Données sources
———

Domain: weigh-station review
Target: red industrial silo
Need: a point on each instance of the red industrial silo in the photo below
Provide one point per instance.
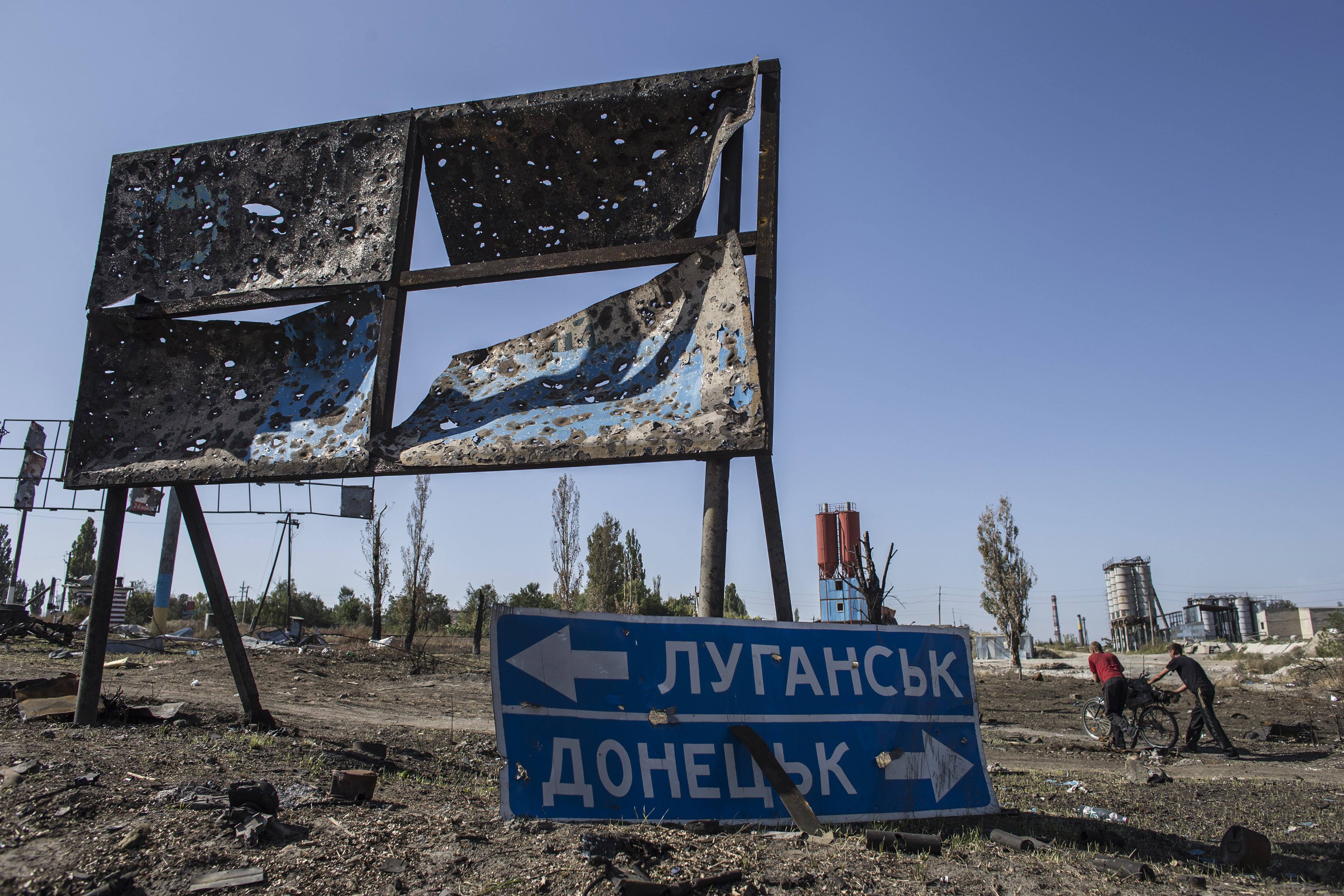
(850, 537)
(828, 550)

———

CONSIGNE - Pouvez-vous restituer l'ensemble de ces données sous forme de CSV à deux colonnes, « énoncé » et « réponse », avec une ligne par énoncé, chaque champ entre guillemets et les retours à la ligne remplacés par des espaces ? Laissez les images de côté.

EXERCICE CORRIGÉ -
énoncé,réponse
"Domain: weigh-station review Target: red industrial silo Need: a point on each instance of the red industrial silo in the photo below Provide one point per instance.","(850, 537) (828, 550)"